__What you have to do__
Transcribe all the entries word for word, but omit the images.

__Records contained in a dataset__

━━━━━━

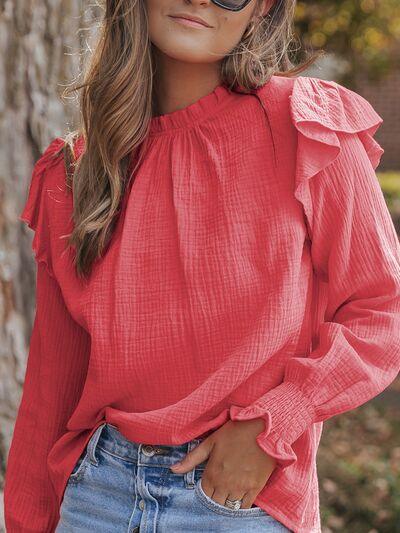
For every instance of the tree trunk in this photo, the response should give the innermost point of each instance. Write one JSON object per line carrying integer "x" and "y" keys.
{"x": 42, "y": 49}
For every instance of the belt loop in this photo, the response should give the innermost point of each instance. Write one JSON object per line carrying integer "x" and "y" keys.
{"x": 91, "y": 448}
{"x": 189, "y": 476}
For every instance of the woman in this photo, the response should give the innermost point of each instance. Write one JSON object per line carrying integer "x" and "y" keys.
{"x": 215, "y": 309}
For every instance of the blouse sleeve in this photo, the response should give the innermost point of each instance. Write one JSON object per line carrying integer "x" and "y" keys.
{"x": 355, "y": 249}
{"x": 55, "y": 372}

━━━━━━

__Final answer__
For every instance of the tree trunk in this photo, the response should give the innermost point of each instance. Write one JSON object per line carrying integer "x" and "y" keys.
{"x": 42, "y": 49}
For every instance of the belt loop in this photo, the response should give the innermost point of each instance. Write one JSON object per line carrying integer "x" and "y" keys.
{"x": 91, "y": 448}
{"x": 189, "y": 476}
For every instance of the woman in this photo, the response should give the innermost point of each instance. Write one JSON object per line carrying integer "x" and "y" keys.
{"x": 215, "y": 309}
For every instance of the blouse sleeve in this photo, the response should give the innermost point of each instance. Write one JSON object per line carrying integer "x" and "y" keys.
{"x": 355, "y": 249}
{"x": 55, "y": 372}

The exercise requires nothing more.